**What to do**
Answer these questions from the hop newsletter:
1. Where is the writer headed after returning from Michigan?
2. What promo code gives 20% off entry fees for the 2026 Best of Craft Beer Awards?
3. What two kinds of hops will the Michigan Craft Beverage Council grant study compare?

* Hop quiz
* What I learned in Michigan
* Shifting acreage
* Dank outtake
* Hop quiz answer
Welcome to Volume 9, No. 9. I am just back from Michigan’s Great Beer State Conference & Trade Show and headed out tomorrow for Tucson and the American Hop Convention. First, however, I get the pleasure of typing, “Now, a word from our sponsor:”
Registration for the 2026 Best of Craft Beer Awards is now open, closing Jan. 31. Use promo code HOPQUERIES at checkout for 20% off entry fees. Competition details and registration link at bestofcraftbeerawards.com
HOP QUIZ
What do Cascade, Halltertau Mittelfrüh, US Tettnanger (really Fuggle), Willamette, and Bullion have in common? Granted, there’s more than one right answer, but I have a specific one in mind. (Answer at the bottom.)
WHAT I LEARNED IN MICHIGAN
– The Michigan Craft Beverage Council has awarded a grant to study the difference between T-90 pellets and Blue Lake Process flash frozen whole cone wet hops. The plan is to compare the aroma and chemical profiles of several cultivars grown in Michigan.

Pointing dataset excerpts
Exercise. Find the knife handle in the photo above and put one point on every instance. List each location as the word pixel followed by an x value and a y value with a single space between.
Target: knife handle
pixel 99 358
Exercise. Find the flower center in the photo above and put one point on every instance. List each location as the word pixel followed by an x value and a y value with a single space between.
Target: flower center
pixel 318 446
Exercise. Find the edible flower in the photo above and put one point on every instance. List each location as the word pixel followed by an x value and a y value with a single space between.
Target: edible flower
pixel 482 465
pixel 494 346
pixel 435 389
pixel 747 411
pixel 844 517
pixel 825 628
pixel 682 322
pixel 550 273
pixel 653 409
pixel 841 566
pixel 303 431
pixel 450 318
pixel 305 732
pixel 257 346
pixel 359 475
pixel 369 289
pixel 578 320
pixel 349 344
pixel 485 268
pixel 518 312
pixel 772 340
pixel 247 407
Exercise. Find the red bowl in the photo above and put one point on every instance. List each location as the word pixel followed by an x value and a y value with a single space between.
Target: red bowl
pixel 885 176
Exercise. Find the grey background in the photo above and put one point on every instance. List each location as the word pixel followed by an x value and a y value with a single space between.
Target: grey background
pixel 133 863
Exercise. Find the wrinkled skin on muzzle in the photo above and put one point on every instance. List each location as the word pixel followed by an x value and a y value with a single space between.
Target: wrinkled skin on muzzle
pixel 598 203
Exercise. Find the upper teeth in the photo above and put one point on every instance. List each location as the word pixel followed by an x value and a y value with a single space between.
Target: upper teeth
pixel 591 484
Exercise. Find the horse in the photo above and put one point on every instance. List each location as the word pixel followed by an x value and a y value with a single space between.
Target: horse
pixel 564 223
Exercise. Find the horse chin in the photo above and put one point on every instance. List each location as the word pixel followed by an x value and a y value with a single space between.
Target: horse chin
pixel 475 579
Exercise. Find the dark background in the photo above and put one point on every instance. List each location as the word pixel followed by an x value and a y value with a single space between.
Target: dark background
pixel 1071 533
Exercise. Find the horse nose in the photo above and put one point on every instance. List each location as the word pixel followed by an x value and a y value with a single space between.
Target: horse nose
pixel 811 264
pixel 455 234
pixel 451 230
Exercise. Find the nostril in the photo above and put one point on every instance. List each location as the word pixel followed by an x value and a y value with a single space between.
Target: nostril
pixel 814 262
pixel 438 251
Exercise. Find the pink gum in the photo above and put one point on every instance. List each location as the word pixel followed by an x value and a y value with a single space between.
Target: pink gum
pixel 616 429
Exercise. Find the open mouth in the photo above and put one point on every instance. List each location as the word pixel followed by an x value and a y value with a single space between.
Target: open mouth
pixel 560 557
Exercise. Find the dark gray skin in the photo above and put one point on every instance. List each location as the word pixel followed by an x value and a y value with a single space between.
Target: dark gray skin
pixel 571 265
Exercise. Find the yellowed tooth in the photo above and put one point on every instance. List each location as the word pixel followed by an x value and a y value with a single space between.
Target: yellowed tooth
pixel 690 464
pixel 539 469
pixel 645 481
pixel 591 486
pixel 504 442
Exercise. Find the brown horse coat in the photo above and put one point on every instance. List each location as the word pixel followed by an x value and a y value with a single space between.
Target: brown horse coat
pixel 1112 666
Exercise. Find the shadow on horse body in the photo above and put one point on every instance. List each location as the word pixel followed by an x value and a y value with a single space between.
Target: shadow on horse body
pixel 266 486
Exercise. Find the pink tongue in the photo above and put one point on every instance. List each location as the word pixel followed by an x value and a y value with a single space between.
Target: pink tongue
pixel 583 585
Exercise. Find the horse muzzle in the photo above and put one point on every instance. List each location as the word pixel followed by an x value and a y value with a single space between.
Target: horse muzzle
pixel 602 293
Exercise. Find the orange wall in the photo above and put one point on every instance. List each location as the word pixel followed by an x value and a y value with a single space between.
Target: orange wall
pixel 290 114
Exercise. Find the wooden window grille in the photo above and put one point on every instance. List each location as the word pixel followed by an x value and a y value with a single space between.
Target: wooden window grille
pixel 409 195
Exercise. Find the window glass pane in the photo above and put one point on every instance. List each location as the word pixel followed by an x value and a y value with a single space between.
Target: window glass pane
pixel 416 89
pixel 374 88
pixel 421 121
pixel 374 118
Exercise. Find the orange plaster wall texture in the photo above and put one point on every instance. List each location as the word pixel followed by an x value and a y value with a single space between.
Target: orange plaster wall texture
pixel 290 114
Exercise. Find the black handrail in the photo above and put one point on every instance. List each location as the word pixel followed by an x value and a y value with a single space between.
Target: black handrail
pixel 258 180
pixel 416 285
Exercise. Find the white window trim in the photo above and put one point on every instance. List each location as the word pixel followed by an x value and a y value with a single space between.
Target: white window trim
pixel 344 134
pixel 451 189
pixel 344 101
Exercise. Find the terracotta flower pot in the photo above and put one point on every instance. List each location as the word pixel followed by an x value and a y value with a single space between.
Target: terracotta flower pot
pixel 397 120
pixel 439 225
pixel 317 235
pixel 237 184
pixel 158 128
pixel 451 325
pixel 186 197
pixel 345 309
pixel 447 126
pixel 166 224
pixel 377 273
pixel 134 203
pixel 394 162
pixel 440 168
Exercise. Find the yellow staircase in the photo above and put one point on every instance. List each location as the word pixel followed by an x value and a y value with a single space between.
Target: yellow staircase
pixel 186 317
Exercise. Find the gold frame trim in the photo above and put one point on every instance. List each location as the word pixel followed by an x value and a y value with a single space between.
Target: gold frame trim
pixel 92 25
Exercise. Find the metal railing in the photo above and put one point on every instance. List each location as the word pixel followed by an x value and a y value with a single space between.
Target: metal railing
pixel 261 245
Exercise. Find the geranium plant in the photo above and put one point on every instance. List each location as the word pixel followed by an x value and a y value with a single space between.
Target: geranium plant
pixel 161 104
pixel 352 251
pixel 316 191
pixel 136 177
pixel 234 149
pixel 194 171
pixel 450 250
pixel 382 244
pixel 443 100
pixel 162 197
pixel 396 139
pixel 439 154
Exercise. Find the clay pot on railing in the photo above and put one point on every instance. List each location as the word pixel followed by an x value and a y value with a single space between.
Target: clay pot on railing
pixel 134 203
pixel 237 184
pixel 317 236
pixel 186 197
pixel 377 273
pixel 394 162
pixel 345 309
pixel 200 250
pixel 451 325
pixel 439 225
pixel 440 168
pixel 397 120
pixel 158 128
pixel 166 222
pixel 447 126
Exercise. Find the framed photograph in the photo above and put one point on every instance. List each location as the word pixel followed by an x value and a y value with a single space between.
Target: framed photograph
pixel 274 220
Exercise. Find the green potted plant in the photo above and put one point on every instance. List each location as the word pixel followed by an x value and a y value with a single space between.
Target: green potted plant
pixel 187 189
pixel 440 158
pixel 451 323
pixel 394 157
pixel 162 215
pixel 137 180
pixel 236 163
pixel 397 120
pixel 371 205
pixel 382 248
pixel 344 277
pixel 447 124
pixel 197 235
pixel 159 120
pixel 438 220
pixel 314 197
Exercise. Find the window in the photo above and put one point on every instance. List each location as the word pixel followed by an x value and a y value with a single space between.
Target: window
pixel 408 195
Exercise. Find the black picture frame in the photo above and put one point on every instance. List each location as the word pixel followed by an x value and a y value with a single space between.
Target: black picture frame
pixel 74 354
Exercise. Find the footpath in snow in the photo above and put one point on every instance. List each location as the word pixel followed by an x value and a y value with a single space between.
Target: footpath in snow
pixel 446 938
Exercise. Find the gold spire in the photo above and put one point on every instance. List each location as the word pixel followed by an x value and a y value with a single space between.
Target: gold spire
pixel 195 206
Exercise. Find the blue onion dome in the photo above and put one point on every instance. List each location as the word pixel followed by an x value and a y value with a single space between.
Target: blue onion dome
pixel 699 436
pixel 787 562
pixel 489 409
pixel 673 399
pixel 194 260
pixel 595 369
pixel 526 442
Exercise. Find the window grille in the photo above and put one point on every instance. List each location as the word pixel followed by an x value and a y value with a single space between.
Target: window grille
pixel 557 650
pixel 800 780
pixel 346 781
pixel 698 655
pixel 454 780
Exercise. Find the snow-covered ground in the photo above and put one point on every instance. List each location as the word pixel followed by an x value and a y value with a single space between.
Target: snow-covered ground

**Response to the exercise**
1. Tucson and the American Hop Convention.
2. HOPQUERIES
3. T-90 pellets and Blue Lake Process flash frozen whole cone wet hops.